WHAT THE TASK REQUIRES: With the images removed, write out each record exactly as given.

###

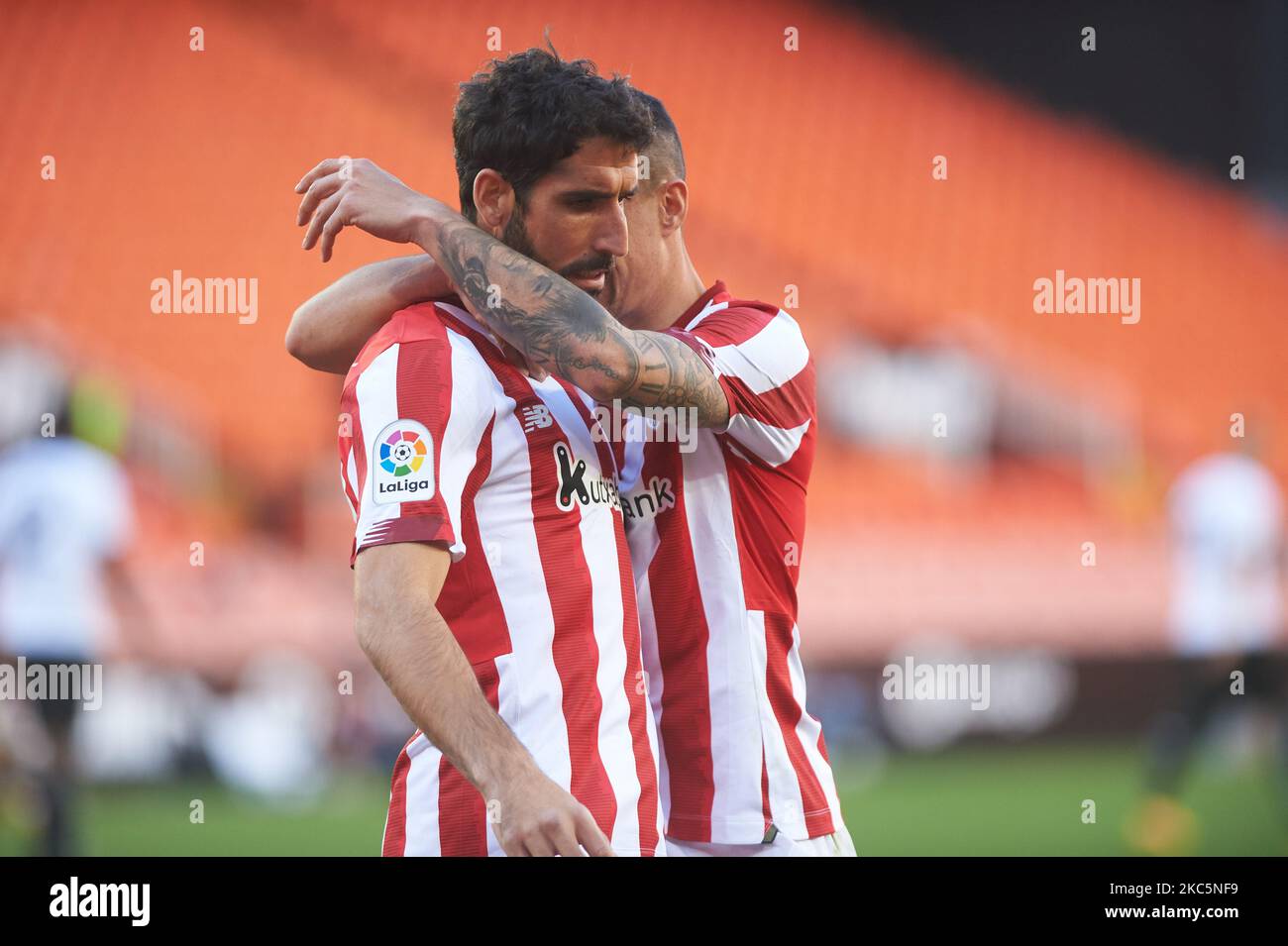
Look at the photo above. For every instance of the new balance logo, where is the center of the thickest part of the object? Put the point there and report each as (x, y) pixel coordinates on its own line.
(536, 417)
(574, 485)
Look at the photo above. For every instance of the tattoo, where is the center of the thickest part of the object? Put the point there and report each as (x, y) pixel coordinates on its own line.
(568, 334)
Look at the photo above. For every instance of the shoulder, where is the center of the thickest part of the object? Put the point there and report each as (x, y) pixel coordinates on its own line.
(754, 338)
(421, 339)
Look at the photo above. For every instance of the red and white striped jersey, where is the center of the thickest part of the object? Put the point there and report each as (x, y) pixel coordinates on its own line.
(715, 533)
(445, 441)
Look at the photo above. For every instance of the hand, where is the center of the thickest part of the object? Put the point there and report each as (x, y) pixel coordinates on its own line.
(355, 192)
(539, 819)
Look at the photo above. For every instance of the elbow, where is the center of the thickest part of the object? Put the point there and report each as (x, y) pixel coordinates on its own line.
(296, 341)
(606, 381)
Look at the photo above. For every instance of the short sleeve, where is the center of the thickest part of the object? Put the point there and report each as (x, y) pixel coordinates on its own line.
(415, 426)
(764, 367)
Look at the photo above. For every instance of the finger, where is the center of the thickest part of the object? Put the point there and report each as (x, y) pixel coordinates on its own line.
(320, 170)
(320, 219)
(565, 839)
(591, 838)
(335, 223)
(537, 846)
(318, 190)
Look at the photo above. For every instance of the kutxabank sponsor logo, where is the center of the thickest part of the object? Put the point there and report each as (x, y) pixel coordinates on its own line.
(402, 464)
(647, 503)
(53, 681)
(579, 489)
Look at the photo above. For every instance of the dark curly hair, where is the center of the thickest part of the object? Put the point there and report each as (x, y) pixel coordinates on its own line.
(529, 111)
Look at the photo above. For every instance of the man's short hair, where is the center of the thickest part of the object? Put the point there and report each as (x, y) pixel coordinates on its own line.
(665, 150)
(529, 111)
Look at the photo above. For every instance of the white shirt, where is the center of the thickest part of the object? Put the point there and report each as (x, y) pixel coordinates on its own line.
(1227, 514)
(64, 510)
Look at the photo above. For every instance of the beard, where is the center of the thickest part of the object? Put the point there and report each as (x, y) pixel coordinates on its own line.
(515, 236)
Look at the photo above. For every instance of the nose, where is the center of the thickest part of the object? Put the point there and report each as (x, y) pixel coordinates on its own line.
(612, 236)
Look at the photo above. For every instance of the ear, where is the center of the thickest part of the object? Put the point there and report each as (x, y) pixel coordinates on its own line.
(493, 201)
(674, 206)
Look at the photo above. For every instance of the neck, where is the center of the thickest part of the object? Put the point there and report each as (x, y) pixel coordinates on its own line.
(681, 288)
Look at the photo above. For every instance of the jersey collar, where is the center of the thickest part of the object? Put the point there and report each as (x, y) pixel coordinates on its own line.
(711, 295)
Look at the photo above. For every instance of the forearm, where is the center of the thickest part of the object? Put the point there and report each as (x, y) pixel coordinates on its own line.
(419, 658)
(329, 330)
(563, 330)
(555, 325)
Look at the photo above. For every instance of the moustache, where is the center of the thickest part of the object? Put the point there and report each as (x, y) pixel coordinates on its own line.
(588, 265)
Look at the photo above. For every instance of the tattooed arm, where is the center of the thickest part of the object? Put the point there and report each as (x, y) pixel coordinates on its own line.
(557, 326)
(566, 331)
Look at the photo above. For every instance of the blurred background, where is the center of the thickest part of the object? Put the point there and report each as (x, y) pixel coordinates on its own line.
(1086, 503)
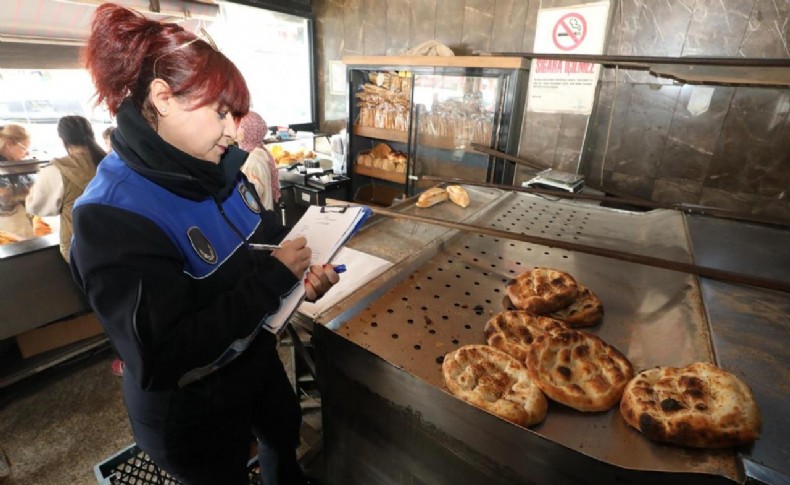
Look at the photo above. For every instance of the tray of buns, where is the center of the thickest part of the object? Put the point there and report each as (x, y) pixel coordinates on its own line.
(443, 297)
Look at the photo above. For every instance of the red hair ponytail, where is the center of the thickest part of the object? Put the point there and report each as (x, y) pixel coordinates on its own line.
(124, 47)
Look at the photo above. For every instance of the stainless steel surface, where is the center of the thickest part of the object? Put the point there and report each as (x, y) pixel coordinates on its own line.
(435, 302)
(751, 327)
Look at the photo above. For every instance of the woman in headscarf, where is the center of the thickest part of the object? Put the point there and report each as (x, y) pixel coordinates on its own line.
(60, 183)
(14, 146)
(259, 167)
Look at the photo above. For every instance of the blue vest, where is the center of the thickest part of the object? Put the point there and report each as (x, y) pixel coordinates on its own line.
(183, 220)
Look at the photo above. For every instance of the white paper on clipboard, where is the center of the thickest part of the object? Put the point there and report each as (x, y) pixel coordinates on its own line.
(326, 229)
(360, 268)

###

YOUR SOLUTION:
Look at the photo above. For every instance of the new balance logo, where is the center of the thickest part of the object? Put the point there and report each as (x, y) pixel coordinates on its own line.
(536, 417)
(574, 485)
Look at the photo above. For every instance of the tattoo, where is the center of the thickest part of the object? Put the point there and report each as (x, y) pixel coordinates on its own line.
(568, 334)
Look at the photo above. For every instance of the shoulder, where is the center of the thickest part of the object? Put the point there and report each as (x, y) pixel coordinates on its own line.
(754, 338)
(421, 339)
Look at the photo above. For every instance of the red and white striped jersey, where is the center of the thickest part of the object? Put the point there and report each as (x, y) pixel coordinates on its own line.
(715, 533)
(445, 441)
Look at the photo above. For every instance of the hand, where is the center of the thickest part of the object? Put the point there and report each as (x, y) pixel coordinates on its own line.
(355, 192)
(539, 819)
Look at the photo above. For every instance of the elbow, where is the center of the thickest part of the object? Put the point there and report each as (x, y) pixel coordinates on its own line.
(296, 341)
(606, 381)
Look at the photo above. For every instance of the short sleeve, where is the center of the thickest part of the object? Put the point there and report each as (x, y) pixel coordinates on its own line.
(415, 426)
(764, 367)
Look at the photo above. For every instance of the finger, where is the center of the thickest part of the object? Put the point there and report each as (x, y) pixel coordinates on its own line.
(320, 170)
(320, 219)
(565, 839)
(591, 838)
(335, 223)
(537, 846)
(318, 190)
Look at the photo above. For every instance of the kutxabank sponsor logo, where is the center of the thickest part of the object? Put the point there and report each as (x, y) pixel coordinates on its own line.
(402, 464)
(647, 503)
(53, 681)
(579, 489)
Look at the photo above. For every instance of the dark curly hair, where is the center of the thickest part of the object? Put the point there and report each as (x, y) pixel coordinates on its own line.
(529, 111)
Look at the photo above. For every instance of the man's short hair, where is the center of the thickest part of the object? Put the point there and report each as (x, y) pixel coordinates on its own line.
(665, 150)
(529, 111)
Look at the photo above. For every instance of the white shirt, where is the center of the thickest part of the object? Put the point there and report each as (x, y) pixel coordinates on its own line.
(1227, 514)
(64, 510)
Look at the photo above. For every instance of the beard, where is the center of the thickest part of the object? Put the point there and report each as (x, y) pixel coordinates on its own line.
(515, 236)
Look at the photo above. For every instance of the nose, where is the center of the thickest part of the object? Put the point there and report each as (x, y) pixel coordinates on its own line.
(612, 236)
Look at the photo above. For every instance of the ear, where is the center of the thickest part of the object? Put the point there and report each as (x, y) pixel coordinates on its own line.
(493, 201)
(674, 206)
Look at the photo above. For every instance of the neck, where is the center of the thickest part of the object? Put the point there and report each as (x, y) pixel coordinates on its own line.
(681, 288)
Look at the photo above. For every instance of the jersey collar, where is the center of the thickest part of the object? Put the point there and report each as (x, y) pixel coordinates on its own line.
(711, 295)
Look at the photo above. For every instance of the forearm, where is the center of the thickest part of the object? Put the point there and report each as (x, y) pixel coordinates on its own line.
(419, 658)
(329, 330)
(563, 330)
(555, 325)
Look at the photo above. For every instance of the moustache, where is the center of the thickest part of the object? Put the point there and report each as (x, y) pixel coordinates on its own line.
(588, 265)
Look at the photo above. For every instance of the tattooed arm, where is the center of the thickest part of the object? Put the point there and report each as (x, y) pixel coordinates on its own line.
(557, 326)
(566, 331)
Look at the photo above. For every instance of the blurred background, where is the center of the thickest part of the object? Put the point there and report each as (x, y) pixel coordinates on its own line.
(1086, 503)
Look at the photo above. For every instance of the tray of buns, where is the center of the thickest part of the object? Put the point there and report each as (x, y) pixel coordinates on its own line.
(443, 297)
Look at the photo above. For every instance of the red hair ponytail, where is the center of the thickest part of the object? Put the point there and report each as (x, y) pixel coordinates on its own line.
(124, 47)
Look at the photo above. For every instance of the stainless steel surface, where is the center of the thickest part of the object? Put the point there and report each as (x, y) pixel coordinates on its own line.
(435, 302)
(751, 327)
Look at the photo above. For every instance of the woman in headscarf, where is the center of the thickest part of the object? Put the point there and report each as (x, y) pixel coordinates on its own line.
(60, 183)
(14, 146)
(259, 167)
Look at the photo above. For every instance of the blue vest, where is the center of the thickest part of the object? Put the point there and report each as (x, y) pixel coordinates on its own line.
(183, 220)
Look at the photo above. For every instance of the white paper on clipboard, where is the center of the thickest part of the object? Put the point there and report each as (x, y) pixel coordinates on its own line.
(326, 229)
(360, 268)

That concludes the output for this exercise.